(PASSAGE TO READ)

How to treat replicates and failed runs in a definitive screening design

Hi community, I am having trouble modeling some data that I got from a DSD. This was a screen of 10 factors. We ran this with 3 blocks (operators) and I included the maximum number of extra runs (8). This gave me a table of 31 runs. We did some initial range-finding experiments to set reasonable bounds for all of the factors. Unfortunately we still got 4 runs where the reaction completely failed, so I have no value to put in as a response.

 

My first question is how these failed runs should be treated? Ideally I suppose they should be excluded, and I would still have 27 runs that did provide data. But if I exclude them from the table and try to run the Fit Definitive Screening script, nothing happens. There is no error message but the window just doesn't open. My response is "Time to Completion", with the objective of minimizing this response, and I could just put in a large number representing a time longer than the experiment duration but this seems arbitrary. The script will run though.

(End PASSAGE TO READ)
(DATASET RECORDS)

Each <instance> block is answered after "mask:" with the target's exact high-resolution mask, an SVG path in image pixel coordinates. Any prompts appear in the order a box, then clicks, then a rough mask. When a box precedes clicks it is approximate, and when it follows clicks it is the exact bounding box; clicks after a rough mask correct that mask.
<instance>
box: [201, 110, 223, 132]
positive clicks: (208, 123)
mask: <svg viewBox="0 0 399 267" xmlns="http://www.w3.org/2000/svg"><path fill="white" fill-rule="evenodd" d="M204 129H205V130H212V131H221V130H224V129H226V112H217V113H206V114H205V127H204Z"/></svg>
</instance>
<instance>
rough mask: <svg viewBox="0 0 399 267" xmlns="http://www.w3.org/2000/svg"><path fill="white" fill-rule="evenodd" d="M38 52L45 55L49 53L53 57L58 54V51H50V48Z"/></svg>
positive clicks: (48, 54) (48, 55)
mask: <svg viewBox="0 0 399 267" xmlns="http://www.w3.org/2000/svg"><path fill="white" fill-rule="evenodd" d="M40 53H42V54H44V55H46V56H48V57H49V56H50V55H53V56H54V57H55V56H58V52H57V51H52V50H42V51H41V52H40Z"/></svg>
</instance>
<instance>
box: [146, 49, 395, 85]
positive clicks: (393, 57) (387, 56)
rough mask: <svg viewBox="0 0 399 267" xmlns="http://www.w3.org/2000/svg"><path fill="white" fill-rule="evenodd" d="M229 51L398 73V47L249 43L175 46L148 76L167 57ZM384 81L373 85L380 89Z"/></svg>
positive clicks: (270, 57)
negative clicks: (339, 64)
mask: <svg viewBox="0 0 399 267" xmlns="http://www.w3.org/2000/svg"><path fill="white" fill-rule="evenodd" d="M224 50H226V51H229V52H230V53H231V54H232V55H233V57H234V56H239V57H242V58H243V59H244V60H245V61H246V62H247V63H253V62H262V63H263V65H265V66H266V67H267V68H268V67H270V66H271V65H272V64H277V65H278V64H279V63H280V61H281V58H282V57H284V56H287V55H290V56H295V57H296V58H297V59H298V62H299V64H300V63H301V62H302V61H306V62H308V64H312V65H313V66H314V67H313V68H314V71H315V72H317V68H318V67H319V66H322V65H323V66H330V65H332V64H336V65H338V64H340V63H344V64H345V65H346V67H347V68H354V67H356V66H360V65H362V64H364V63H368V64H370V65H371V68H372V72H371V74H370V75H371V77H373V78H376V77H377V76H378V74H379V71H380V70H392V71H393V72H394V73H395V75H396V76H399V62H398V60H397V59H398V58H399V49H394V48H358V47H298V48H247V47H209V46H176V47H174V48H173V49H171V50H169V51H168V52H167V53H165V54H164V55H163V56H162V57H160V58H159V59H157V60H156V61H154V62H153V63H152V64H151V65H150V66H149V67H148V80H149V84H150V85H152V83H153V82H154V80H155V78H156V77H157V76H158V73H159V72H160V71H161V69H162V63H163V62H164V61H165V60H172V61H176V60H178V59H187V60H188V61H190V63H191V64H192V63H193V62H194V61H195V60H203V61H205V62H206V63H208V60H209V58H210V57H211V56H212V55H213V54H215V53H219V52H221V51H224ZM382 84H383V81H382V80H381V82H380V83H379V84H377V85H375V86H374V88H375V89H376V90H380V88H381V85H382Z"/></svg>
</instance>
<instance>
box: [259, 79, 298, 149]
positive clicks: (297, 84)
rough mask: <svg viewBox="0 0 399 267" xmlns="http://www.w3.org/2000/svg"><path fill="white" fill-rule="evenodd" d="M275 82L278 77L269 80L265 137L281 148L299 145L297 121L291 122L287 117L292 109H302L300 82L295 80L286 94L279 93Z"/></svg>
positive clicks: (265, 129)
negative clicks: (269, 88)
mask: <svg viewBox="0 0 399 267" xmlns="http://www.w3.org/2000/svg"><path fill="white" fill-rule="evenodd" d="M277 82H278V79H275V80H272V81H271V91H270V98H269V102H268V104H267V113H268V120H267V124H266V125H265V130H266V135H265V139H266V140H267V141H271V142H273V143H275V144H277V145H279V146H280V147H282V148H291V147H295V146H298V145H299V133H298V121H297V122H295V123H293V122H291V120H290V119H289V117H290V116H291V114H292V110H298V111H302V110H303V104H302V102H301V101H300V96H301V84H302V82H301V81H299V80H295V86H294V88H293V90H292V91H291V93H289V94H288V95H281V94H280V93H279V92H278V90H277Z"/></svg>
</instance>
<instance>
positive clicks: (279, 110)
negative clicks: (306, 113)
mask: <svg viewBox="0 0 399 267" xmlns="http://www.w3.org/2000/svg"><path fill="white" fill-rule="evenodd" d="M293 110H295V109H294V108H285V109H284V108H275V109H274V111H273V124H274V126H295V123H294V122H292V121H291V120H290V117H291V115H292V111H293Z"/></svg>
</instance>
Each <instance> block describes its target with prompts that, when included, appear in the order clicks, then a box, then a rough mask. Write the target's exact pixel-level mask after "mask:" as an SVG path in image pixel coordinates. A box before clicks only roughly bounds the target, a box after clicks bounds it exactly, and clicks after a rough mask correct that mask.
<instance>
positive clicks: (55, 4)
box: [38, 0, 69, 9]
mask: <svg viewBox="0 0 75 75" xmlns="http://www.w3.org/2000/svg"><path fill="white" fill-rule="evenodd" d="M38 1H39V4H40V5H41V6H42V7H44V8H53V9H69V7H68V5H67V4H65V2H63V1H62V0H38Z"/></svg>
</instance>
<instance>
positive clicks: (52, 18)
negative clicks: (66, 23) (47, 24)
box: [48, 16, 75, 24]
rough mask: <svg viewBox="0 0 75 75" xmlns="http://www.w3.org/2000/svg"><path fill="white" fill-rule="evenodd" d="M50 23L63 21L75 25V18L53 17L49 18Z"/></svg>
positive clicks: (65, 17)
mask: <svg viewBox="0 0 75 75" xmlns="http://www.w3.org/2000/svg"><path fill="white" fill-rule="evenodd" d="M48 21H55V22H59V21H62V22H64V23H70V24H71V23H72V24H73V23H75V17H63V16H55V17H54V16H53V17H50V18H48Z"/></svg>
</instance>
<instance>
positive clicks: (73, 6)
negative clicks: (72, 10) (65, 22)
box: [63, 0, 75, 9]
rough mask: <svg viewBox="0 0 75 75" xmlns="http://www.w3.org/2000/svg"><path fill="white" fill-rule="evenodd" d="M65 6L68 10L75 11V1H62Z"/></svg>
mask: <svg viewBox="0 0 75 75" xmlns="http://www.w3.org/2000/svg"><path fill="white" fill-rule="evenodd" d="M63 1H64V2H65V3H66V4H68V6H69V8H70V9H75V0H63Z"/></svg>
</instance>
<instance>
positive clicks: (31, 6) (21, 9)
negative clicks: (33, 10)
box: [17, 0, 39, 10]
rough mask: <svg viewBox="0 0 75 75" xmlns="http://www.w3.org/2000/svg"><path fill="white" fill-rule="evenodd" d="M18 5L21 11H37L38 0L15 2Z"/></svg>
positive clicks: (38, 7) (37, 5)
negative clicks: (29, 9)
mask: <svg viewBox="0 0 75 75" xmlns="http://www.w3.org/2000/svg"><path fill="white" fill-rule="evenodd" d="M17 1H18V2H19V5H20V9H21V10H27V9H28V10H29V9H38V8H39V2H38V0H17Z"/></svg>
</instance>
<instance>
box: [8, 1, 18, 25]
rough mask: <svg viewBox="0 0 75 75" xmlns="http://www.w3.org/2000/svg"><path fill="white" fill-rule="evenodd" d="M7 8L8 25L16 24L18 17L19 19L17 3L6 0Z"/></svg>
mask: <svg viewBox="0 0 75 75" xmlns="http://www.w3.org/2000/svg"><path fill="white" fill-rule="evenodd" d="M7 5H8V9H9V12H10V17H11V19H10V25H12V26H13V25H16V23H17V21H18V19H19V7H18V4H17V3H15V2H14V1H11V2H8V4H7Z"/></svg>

(End DATASET RECORDS)
(DATASET RECORDS)

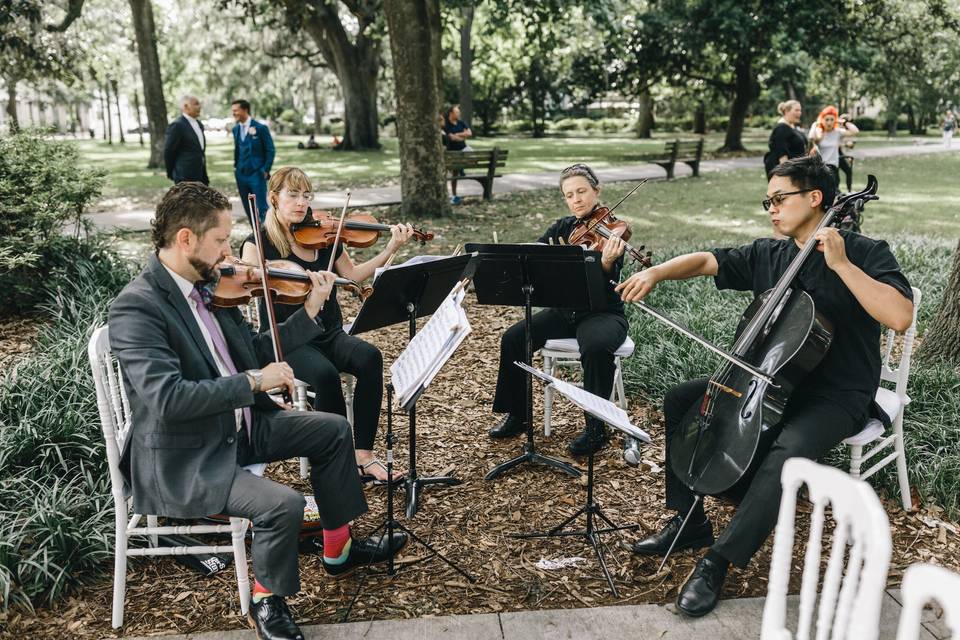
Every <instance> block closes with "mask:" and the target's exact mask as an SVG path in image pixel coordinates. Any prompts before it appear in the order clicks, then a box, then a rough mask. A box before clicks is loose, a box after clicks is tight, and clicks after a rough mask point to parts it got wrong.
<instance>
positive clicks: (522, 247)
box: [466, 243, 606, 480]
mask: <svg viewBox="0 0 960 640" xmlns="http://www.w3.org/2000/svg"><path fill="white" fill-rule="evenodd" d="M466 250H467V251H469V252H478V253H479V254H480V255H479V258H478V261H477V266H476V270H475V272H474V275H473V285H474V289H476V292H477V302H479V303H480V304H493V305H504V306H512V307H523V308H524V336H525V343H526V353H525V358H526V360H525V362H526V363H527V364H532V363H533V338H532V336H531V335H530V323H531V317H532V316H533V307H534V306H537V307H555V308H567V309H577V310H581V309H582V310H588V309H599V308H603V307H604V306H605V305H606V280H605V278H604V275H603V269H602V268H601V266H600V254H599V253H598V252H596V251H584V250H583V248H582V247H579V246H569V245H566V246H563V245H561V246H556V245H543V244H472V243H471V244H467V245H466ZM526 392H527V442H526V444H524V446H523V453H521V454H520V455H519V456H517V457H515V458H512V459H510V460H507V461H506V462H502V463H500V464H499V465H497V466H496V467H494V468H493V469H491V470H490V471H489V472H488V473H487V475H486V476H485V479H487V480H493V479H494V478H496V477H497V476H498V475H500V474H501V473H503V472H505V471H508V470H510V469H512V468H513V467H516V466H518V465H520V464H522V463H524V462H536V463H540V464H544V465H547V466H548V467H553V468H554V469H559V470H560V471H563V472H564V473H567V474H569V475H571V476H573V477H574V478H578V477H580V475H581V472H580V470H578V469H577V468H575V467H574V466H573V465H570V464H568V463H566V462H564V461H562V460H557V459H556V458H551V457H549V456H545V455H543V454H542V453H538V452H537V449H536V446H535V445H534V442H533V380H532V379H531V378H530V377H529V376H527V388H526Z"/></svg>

(End DATASET RECORDS)
(DATASET RECORDS)

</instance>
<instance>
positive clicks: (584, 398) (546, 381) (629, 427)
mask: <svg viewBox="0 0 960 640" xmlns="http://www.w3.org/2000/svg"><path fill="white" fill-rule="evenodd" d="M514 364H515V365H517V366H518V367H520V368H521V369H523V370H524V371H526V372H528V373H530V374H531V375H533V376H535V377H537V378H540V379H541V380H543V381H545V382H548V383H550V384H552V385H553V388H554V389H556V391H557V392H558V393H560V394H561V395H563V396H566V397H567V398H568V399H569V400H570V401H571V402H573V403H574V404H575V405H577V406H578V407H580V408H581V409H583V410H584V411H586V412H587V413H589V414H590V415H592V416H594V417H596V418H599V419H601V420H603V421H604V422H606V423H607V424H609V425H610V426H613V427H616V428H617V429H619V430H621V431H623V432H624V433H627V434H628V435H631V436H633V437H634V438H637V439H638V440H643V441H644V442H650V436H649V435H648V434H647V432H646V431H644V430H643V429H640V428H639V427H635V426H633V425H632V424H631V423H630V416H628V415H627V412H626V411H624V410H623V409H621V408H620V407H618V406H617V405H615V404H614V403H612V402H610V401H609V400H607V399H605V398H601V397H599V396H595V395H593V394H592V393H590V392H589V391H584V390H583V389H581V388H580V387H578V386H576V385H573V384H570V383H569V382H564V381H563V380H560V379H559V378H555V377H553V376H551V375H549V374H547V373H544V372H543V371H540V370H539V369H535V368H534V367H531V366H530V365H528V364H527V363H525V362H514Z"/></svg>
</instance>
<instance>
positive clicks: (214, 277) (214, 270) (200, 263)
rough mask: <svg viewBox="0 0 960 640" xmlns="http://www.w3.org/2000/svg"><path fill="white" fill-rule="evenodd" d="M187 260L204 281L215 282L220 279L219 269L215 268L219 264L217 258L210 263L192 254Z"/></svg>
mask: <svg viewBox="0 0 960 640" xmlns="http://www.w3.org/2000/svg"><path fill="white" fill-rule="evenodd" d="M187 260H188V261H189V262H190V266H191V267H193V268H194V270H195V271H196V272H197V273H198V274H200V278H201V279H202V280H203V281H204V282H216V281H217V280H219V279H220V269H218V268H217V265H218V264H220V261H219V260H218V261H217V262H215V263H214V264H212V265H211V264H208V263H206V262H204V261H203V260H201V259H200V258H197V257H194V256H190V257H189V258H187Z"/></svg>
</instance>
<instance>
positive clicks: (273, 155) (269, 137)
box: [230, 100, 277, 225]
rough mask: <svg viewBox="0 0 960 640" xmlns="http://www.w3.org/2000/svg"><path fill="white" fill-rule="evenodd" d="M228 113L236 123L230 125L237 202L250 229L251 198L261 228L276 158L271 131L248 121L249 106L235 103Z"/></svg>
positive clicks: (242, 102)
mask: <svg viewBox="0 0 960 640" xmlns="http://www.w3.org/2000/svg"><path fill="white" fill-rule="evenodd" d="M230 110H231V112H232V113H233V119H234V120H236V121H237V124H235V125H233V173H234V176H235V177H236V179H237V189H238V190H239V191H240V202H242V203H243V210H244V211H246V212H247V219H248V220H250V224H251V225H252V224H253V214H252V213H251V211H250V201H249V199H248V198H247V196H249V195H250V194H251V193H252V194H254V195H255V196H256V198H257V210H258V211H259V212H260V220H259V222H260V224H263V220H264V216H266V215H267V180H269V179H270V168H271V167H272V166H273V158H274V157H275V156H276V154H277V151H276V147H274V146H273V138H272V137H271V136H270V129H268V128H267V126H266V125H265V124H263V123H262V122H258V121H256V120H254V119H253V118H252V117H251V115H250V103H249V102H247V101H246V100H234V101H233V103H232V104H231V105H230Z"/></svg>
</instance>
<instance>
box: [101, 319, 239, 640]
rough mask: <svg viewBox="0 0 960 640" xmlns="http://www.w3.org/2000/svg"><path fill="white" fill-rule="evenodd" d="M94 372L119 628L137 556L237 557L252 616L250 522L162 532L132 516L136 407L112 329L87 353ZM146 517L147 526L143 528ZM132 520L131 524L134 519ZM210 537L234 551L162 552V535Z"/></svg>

(End DATASET RECORDS)

* TASK ITEM: In the post on the definitive screening design, how many runs did the table hold in total?

* TASK RESPONSE: 31 runs